Annotation data for object locations
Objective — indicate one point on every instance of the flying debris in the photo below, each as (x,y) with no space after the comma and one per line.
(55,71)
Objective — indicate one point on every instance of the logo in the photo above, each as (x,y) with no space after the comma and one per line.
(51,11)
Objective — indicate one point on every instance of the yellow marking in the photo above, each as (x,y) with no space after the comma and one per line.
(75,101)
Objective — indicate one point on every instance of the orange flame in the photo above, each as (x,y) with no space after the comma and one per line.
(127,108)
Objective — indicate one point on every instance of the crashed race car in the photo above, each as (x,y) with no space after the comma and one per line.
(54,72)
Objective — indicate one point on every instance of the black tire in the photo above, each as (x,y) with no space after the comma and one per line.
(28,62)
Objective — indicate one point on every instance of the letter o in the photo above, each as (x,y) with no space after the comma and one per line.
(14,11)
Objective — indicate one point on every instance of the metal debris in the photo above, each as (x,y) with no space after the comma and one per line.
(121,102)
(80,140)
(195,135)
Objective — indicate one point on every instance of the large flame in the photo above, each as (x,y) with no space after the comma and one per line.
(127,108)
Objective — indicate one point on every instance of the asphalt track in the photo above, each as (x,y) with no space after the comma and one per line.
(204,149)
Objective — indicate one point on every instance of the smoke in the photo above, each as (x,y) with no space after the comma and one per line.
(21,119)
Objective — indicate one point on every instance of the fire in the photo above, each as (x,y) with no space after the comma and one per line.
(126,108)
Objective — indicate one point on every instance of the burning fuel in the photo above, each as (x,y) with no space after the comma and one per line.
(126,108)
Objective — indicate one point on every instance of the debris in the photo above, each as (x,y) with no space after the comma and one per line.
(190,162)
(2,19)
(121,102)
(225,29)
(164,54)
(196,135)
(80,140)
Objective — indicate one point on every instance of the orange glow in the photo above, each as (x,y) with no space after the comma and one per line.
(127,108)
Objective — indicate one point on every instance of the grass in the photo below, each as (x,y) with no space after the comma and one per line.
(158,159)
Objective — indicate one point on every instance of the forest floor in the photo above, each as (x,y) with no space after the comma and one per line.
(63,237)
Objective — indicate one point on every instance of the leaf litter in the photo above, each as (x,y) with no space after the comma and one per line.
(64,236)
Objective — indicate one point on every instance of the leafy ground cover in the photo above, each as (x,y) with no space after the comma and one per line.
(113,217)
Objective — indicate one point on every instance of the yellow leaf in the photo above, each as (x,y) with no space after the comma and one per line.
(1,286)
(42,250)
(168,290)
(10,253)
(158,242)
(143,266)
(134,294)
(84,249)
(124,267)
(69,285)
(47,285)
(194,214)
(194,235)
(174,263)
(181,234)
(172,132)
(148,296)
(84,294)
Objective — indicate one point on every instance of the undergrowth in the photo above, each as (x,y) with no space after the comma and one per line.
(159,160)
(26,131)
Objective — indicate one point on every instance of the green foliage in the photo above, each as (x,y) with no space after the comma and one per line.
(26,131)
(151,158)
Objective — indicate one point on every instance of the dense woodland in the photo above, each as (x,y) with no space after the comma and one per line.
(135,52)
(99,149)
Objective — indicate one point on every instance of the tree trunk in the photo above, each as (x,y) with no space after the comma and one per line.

PROBLEM TO WORK ON
Rewrite every line of the listing above as a numbered list, leaving out any blank lines.

RESULT OF THE TASK
1. Objective — indicate one point on every instance of the flying debris in the photo below, each as (x,y) with no space after the comma and one per line.
2. (55,71)
3. Objective — indicate one point on every instance of the logo in the photo above, each as (x,y) with no space after the comma and one per line.
4. (51,11)
5. Objective — indicate one point on every instance of the yellow marking in the photo above, each as (x,y) with no space after the comma and one per line.
6. (75,101)
7. Objective — indicate one point on every instance of the orange flame in the photo above, each as (x,y) with no space after the comma and one per line.
8. (127,108)
9. Objective — indicate one point on every instance of the crashed race car in the photo above, each as (x,y) with no space after the comma and one per line.
10. (54,72)
11. Objective — indicate one point on every instance of the black tire in the photo above, each as (x,y) with no space after the comma and one per line.
12. (28,62)
13. Objective — indicate one point on every instance of the letter o in the photo above, each as (x,y) with no space after the comma and one per line.
14. (14,11)
15. Objective — indicate one point on every instance of the metal debris in the photo above, each as (x,y) with no space after the comma and one per line.
16. (121,102)
17. (80,140)
18. (195,135)
19. Objective — indicate one point on every instance of the large flame in the photo above, each as (x,y) with no space after the comma and one per line.
20. (127,108)
21. Objective — indicate one point on every instance of the asphalt track in the photo above, each as (x,y) with no space after the comma and one per line.
22. (204,149)
23. Objective — indicate one point on every instance of the smoke in the photo above, each as (x,y) with no space after the comma and one per line.
24. (21,119)
25. Objective — indicate one point on every instance of the fire in the photo above, each as (x,y) with no space after the comma and one per line.
26. (126,108)
27. Objective — indicate one point on every instance of the burning fuel in the photo above, each as (x,y) with no space after the comma and one per line.
28. (126,108)
29. Objective — indicate one point on every instance of the debris in the photo above, each as (x,y) with no space after the comma and one per line.
30. (190,162)
31. (2,19)
32. (121,102)
33. (225,29)
34. (164,54)
35. (196,135)
36. (80,140)
37. Objective — indicate one point on every instance of the orange glow in the photo above, each as (x,y) with no space after the comma and one per line.
38. (127,108)
39. Objective — indicate one point on every instance of the grass in the photo below, each as (x,y) with no space after the comma and one per line.
40. (158,159)
41. Objective — indicate one point on every instance of the forest floor in the photo above, each as (x,y) with no space after the comma and one per line.
42. (63,237)
43. Objective — indicate one point on every instance of the leaf litter in the photo above, each as (x,y) with no space after the comma and one per line.
44. (64,236)
45. Objective — indicate one point on every instance of the leafy ground cover in the photo above, each as (x,y) with no space after the comma and one per line.
46. (113,217)
47. Objective — indicate one point on every instance of the yellow leaf in the photo above, each as (x,y) with no space after the comma and one per line.
48. (1,286)
49. (42,250)
50. (168,290)
51. (10,253)
52. (158,242)
53. (143,266)
54. (134,294)
55. (84,249)
56. (124,267)
57. (69,285)
58. (47,285)
59. (194,214)
60. (194,235)
61. (174,263)
62. (181,234)
63. (172,132)
64. (148,296)
65. (84,294)
66. Objective — indicate one point on every instance of the undergrowth in the photo above, each as (x,y) with no space after the comma and one per line.
67. (159,160)
68. (26,131)
69. Objective — indicate one point on every instance of the green foliage in the photo above, each as (x,y) with no space after the comma and one per line.
70. (26,131)
71. (151,158)
72. Objective — indicate one point on every instance of the dense woodland in the photo above, each as (x,y) with no space after the comma and one per line.
73. (135,52)
74. (99,149)
75. Objective — indicate one point on every instance of the tree trunk in the photo above, each as (x,y) with no space after the comma and one per line.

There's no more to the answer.